**Assignment**. After removing every image, reproduce the data exactly as it appears.

[[ Task inputs, beginning ]]

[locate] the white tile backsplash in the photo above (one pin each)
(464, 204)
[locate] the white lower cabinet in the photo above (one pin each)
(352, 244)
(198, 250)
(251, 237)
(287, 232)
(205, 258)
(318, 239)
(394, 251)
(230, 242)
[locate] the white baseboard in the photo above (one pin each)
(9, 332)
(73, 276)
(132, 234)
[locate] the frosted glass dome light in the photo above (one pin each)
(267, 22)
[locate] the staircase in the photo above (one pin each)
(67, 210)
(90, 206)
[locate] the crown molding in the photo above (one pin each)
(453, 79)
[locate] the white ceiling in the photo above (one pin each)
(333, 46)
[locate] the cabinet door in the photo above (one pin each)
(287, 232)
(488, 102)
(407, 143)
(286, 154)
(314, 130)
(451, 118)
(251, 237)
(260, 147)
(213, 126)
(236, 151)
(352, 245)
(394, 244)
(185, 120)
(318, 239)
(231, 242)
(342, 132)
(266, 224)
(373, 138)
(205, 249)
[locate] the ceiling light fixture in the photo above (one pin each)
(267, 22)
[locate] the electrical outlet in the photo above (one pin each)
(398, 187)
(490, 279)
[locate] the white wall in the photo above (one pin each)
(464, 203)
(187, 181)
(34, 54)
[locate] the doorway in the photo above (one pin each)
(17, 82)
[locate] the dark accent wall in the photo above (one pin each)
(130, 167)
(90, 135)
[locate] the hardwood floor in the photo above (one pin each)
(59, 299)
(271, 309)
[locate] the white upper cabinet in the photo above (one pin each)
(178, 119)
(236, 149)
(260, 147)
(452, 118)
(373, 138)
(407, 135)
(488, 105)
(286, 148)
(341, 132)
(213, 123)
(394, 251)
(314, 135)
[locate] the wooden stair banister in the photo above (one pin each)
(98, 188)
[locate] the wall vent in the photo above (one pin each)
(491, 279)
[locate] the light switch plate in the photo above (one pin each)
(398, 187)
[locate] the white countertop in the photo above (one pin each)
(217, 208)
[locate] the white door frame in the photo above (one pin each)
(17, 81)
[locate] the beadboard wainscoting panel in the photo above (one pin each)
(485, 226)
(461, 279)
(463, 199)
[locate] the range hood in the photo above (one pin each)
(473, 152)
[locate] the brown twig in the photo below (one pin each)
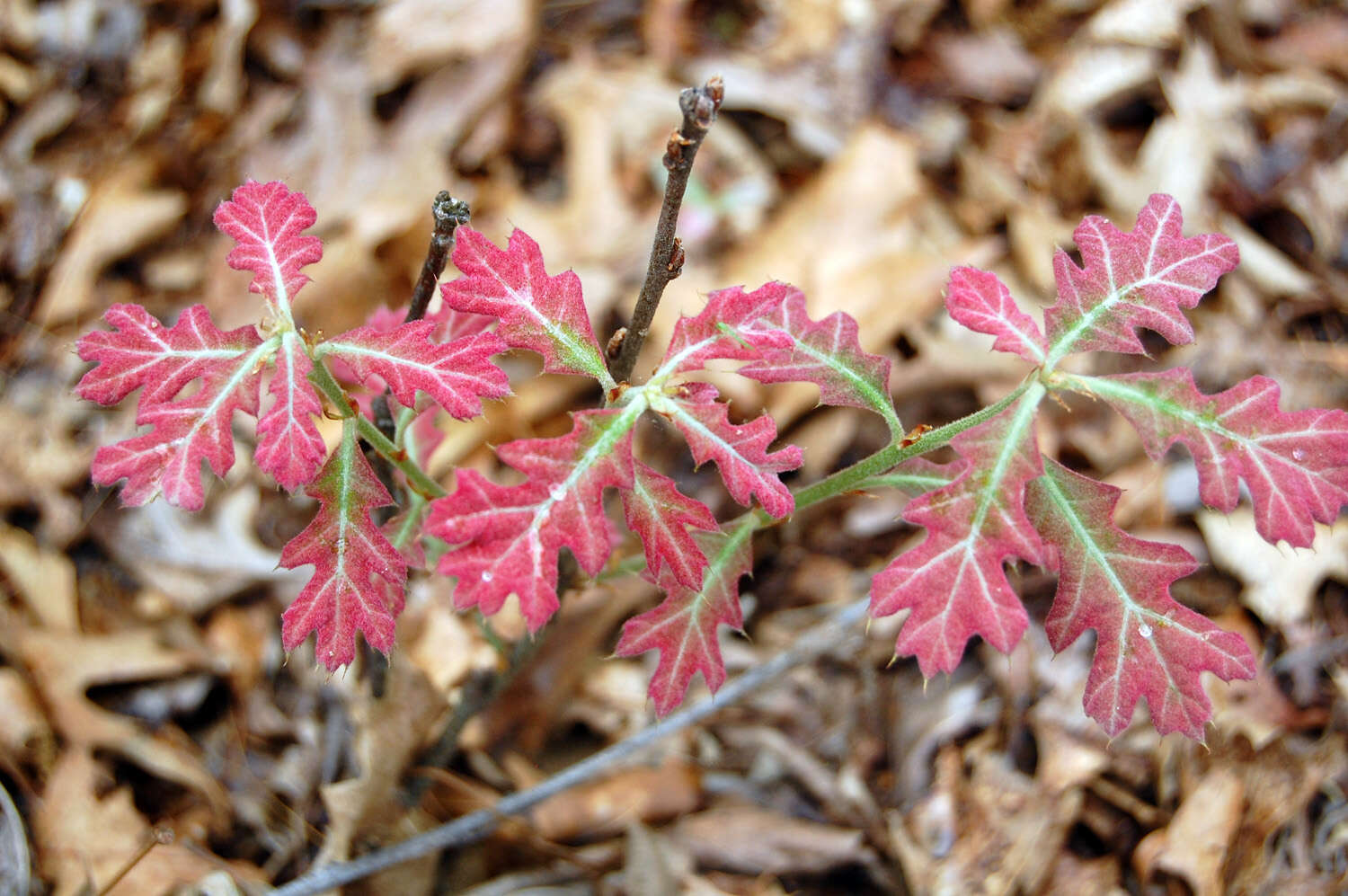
(700, 107)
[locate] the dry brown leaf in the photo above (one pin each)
(67, 664)
(608, 806)
(84, 839)
(1281, 581)
(1196, 842)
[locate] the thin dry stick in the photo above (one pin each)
(700, 107)
(472, 828)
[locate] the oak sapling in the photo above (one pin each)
(999, 500)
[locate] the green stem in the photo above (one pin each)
(417, 478)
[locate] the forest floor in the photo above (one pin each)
(863, 150)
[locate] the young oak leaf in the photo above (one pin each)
(359, 575)
(771, 329)
(509, 537)
(1143, 278)
(139, 352)
(741, 451)
(1148, 644)
(183, 433)
(541, 313)
(457, 375)
(981, 302)
(684, 625)
(288, 442)
(661, 516)
(267, 223)
(1294, 462)
(954, 581)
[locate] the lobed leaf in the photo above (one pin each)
(1148, 644)
(267, 221)
(661, 516)
(509, 537)
(183, 433)
(771, 329)
(288, 444)
(1293, 462)
(1143, 278)
(541, 313)
(359, 575)
(741, 451)
(981, 302)
(953, 582)
(684, 625)
(139, 352)
(457, 375)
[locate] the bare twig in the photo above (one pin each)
(474, 826)
(700, 107)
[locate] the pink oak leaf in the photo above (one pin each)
(685, 624)
(359, 575)
(953, 582)
(509, 537)
(741, 451)
(981, 302)
(1145, 278)
(541, 313)
(1148, 644)
(139, 352)
(661, 516)
(267, 223)
(1293, 462)
(457, 375)
(183, 433)
(288, 444)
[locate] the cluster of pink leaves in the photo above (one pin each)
(998, 501)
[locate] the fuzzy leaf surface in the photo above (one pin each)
(183, 433)
(267, 223)
(541, 313)
(1293, 462)
(981, 302)
(684, 625)
(661, 516)
(741, 451)
(288, 444)
(771, 329)
(359, 577)
(139, 352)
(457, 375)
(1148, 644)
(1142, 278)
(510, 535)
(954, 581)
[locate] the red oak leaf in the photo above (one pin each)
(359, 577)
(1148, 644)
(185, 433)
(288, 444)
(684, 625)
(661, 516)
(509, 537)
(457, 375)
(541, 313)
(954, 581)
(1294, 462)
(771, 329)
(1145, 278)
(981, 302)
(741, 451)
(140, 352)
(267, 221)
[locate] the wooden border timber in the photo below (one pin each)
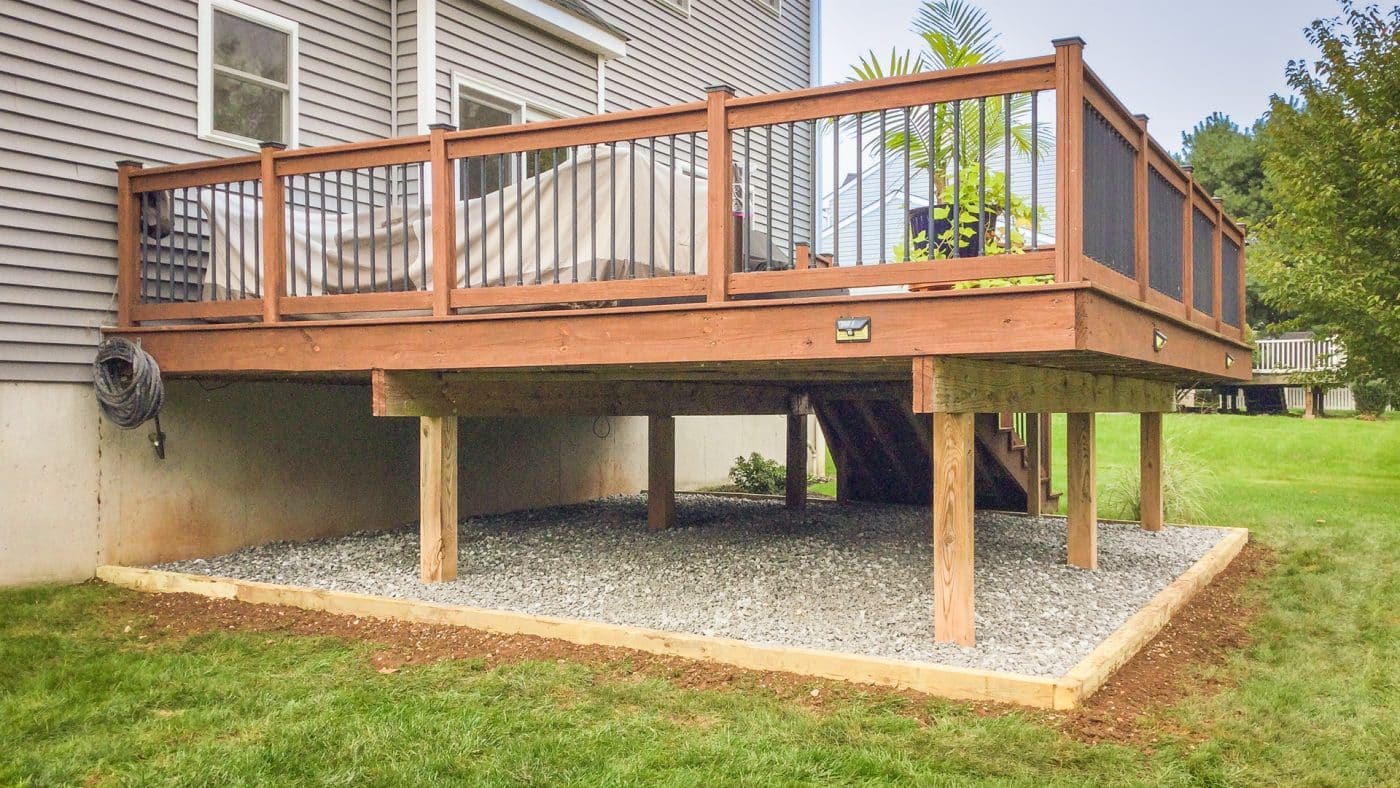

[[ Task inputs, end ]]

**Answer to this task**.
[locate] the white tile backsplash in the photo above (one pin each)
(464, 204)
[locate] the white lower cabinet in the photo above (one pin each)
(352, 244)
(198, 250)
(251, 237)
(287, 232)
(205, 258)
(318, 239)
(394, 251)
(230, 242)
[locate] the white baseboard in the photo above (one pin each)
(9, 332)
(73, 276)
(132, 234)
[locate] the frosted glass dome light in the photo above (one pin each)
(267, 22)
[locate] the staircase in the photo above (one pin each)
(67, 210)
(90, 206)
[locate] the crown molding in the photo above (one pin each)
(453, 79)
[locate] the white ceiling in the photo above (one pin each)
(333, 46)
[locate] the cabinet door in the photo above (one pin each)
(287, 232)
(488, 102)
(407, 143)
(286, 154)
(314, 130)
(451, 118)
(251, 237)
(260, 147)
(213, 126)
(236, 151)
(352, 245)
(394, 244)
(185, 120)
(318, 239)
(231, 242)
(342, 132)
(266, 224)
(373, 138)
(205, 249)
[locate] the ceiling light fixture in the photo above (one pin each)
(267, 22)
[locate] the electrical outlet in the photo above (one pin each)
(398, 187)
(490, 279)
[locate] the white wall in the photo above (one pin each)
(464, 203)
(187, 181)
(34, 54)
[locate] the doorway in the photo above (one pin each)
(17, 82)
[locate] the dark accent wall in the photo above (one pin each)
(130, 167)
(90, 135)
[locate] the hardwood floor in the photo above (one pin each)
(59, 299)
(271, 309)
[locate] the white upper cabinet in the photo above (one pin each)
(178, 119)
(236, 149)
(260, 147)
(452, 118)
(373, 138)
(407, 135)
(488, 105)
(286, 148)
(341, 132)
(213, 123)
(394, 251)
(314, 135)
[locate] the wooden stair banister in the photo above (one pin each)
(98, 188)
[locate] the wall vent in the photo above (one pin each)
(491, 279)
[locate] the light switch plate in the photo above (one pin each)
(398, 187)
[locate] the white countertop in the photo above (one pin each)
(217, 208)
[locate] the white door frame in the photo above (one pin each)
(17, 81)
[locate] the beadboard wainscoting panel in the photo above (one pin each)
(485, 226)
(461, 279)
(463, 199)
[locate] the range hood in the photo above (one pin each)
(473, 152)
[locate] the brown twig in the photo below (one pin each)
(700, 107)
[locate] the dry brown leaf in the photo above (one pin each)
(67, 664)
(608, 806)
(84, 839)
(1281, 581)
(1196, 842)
[locate] the thin dry stick in the photo above (one pin each)
(700, 107)
(472, 828)
[locate] the oak sapling in the photo above (one pin each)
(999, 500)
[locate] the green stem in the photo above (one pin each)
(417, 478)
[locate] the forest floor in the photo above (one pin each)
(863, 150)
[locate] the young oak leaf in the photo above (one pin each)
(359, 575)
(771, 329)
(509, 537)
(1143, 278)
(139, 352)
(741, 451)
(1148, 644)
(183, 433)
(541, 313)
(457, 375)
(981, 302)
(684, 625)
(288, 442)
(661, 516)
(267, 223)
(1294, 462)
(954, 581)
[locate] the lobed leaf in the photo above (one pin each)
(1148, 644)
(267, 221)
(661, 516)
(509, 537)
(183, 433)
(771, 329)
(288, 444)
(1293, 462)
(1143, 278)
(541, 313)
(359, 575)
(741, 451)
(981, 302)
(953, 582)
(684, 625)
(139, 352)
(457, 375)
[locate] the bare twig in the photo above (one pin each)
(474, 826)
(700, 107)
[locate] the pink oak leaf in the photo above (one pin each)
(685, 624)
(359, 575)
(953, 582)
(509, 537)
(741, 451)
(981, 302)
(1145, 278)
(541, 313)
(1148, 644)
(139, 352)
(661, 516)
(267, 223)
(1293, 462)
(457, 375)
(183, 433)
(288, 444)
[locate] the cluster of pink leaves in the photo above (one pin each)
(998, 501)
[locate] the fuzzy leaf surface in the photo above (one pin each)
(183, 433)
(267, 223)
(541, 313)
(1293, 462)
(981, 302)
(684, 625)
(661, 516)
(741, 451)
(288, 444)
(771, 329)
(359, 577)
(139, 352)
(457, 375)
(1148, 644)
(1142, 278)
(510, 535)
(954, 581)
[locate] the red oak leaf in the photo above (one pin each)
(359, 577)
(1148, 644)
(185, 433)
(288, 444)
(684, 625)
(661, 516)
(509, 537)
(457, 375)
(541, 313)
(954, 581)
(1294, 462)
(771, 329)
(1145, 278)
(981, 302)
(741, 451)
(140, 352)
(267, 221)
[locate] the wooden border timber in the photo below (one pin each)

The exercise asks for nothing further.